*JOB*
Please reproduce the rows below verbatim, starting at the first row and ending at the row that contains "[[[135,147],[129,148],[125,153],[125,167],[138,167],[138,155]]]", with both of those rows included.

>> BEGIN DATA RECORDS

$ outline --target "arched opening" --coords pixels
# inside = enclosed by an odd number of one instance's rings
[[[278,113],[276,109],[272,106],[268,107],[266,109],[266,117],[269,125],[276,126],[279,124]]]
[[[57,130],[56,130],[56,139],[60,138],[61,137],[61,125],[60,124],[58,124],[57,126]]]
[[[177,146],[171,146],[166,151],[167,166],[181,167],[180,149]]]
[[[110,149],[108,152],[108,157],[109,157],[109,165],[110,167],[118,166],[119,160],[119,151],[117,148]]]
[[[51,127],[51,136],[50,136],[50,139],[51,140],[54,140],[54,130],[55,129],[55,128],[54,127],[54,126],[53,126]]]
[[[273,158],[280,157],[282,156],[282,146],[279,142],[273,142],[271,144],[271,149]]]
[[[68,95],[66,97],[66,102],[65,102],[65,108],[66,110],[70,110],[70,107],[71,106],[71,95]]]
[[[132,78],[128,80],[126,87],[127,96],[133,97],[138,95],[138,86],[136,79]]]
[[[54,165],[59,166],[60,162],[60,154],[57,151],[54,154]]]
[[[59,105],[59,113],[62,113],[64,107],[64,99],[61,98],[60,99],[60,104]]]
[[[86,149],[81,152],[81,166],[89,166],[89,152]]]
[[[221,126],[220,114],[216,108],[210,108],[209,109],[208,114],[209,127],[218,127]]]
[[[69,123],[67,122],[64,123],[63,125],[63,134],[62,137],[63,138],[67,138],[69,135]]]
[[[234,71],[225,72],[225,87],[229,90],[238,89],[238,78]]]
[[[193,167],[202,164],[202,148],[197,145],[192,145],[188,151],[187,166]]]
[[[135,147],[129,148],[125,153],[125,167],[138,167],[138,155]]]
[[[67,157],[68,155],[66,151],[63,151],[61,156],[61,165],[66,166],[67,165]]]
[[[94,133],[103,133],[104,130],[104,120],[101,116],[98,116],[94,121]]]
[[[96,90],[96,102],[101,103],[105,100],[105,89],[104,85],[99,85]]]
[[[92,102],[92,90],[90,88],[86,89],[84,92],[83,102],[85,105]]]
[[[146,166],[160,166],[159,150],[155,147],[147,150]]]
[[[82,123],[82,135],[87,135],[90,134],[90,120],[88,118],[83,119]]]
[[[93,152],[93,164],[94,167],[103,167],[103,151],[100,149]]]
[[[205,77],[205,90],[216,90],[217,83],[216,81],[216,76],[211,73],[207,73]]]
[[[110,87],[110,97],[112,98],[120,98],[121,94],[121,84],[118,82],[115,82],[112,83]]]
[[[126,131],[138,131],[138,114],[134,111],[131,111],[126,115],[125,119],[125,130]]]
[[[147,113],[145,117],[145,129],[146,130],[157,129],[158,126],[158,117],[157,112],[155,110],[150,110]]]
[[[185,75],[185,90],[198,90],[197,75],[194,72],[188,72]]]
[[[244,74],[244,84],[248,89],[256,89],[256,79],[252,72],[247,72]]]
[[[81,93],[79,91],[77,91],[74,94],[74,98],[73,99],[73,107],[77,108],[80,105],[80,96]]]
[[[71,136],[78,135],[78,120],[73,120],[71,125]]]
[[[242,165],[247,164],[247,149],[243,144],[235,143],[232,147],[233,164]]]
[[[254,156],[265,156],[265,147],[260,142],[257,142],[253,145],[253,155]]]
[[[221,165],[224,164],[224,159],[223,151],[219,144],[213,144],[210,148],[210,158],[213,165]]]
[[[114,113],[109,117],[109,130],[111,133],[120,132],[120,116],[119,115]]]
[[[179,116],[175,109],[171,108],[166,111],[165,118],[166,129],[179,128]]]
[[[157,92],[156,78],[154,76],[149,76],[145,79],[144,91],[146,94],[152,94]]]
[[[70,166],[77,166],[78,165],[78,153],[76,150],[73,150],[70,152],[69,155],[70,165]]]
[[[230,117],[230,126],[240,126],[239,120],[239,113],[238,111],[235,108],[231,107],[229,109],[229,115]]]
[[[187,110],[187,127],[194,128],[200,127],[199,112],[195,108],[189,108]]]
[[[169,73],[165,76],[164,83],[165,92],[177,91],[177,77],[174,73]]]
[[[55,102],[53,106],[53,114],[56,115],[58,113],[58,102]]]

>> END DATA RECORDS

*SOLUTION TO THIS PROBLEM*
$ outline --target "arched opening" --coords pixels
# inside = enclosed by an odd number of one instance's rings
[[[278,113],[276,109],[272,106],[268,107],[266,109],[266,117],[269,125],[276,126],[279,124]]]
[[[57,130],[56,130],[56,139],[60,138],[61,137],[61,125],[60,124],[58,124],[57,126]]]
[[[177,146],[171,146],[166,151],[167,166],[181,167],[180,149]]]
[[[110,149],[108,152],[108,157],[109,157],[109,165],[110,167],[118,166],[119,160],[119,151],[117,148]]]
[[[51,127],[51,136],[50,136],[50,139],[51,140],[54,140],[54,130],[55,129],[55,128],[54,127],[54,126],[53,126]]]
[[[273,158],[280,157],[282,156],[282,146],[279,142],[273,142],[271,144],[271,149]]]
[[[68,95],[66,97],[66,102],[65,102],[65,108],[66,110],[70,110],[70,107],[71,106],[71,95]]]
[[[132,78],[128,80],[126,87],[127,96],[133,97],[138,95],[138,86],[136,79]]]
[[[54,165],[59,166],[60,162],[60,154],[57,151],[54,154]]]
[[[59,105],[59,113],[62,113],[64,107],[64,99],[61,98],[60,99],[60,104]]]
[[[86,149],[81,152],[81,166],[89,166],[89,152]]]
[[[221,126],[220,114],[216,108],[210,108],[209,109],[208,114],[209,127],[218,127]]]
[[[69,123],[67,122],[64,123],[63,125],[63,134],[62,137],[63,138],[67,138],[69,135]]]
[[[234,71],[225,72],[225,87],[229,90],[238,89],[238,78]]]
[[[193,167],[202,164],[202,148],[197,145],[192,145],[188,151],[187,166]]]
[[[135,147],[129,148],[125,153],[125,167],[138,167],[138,155]]]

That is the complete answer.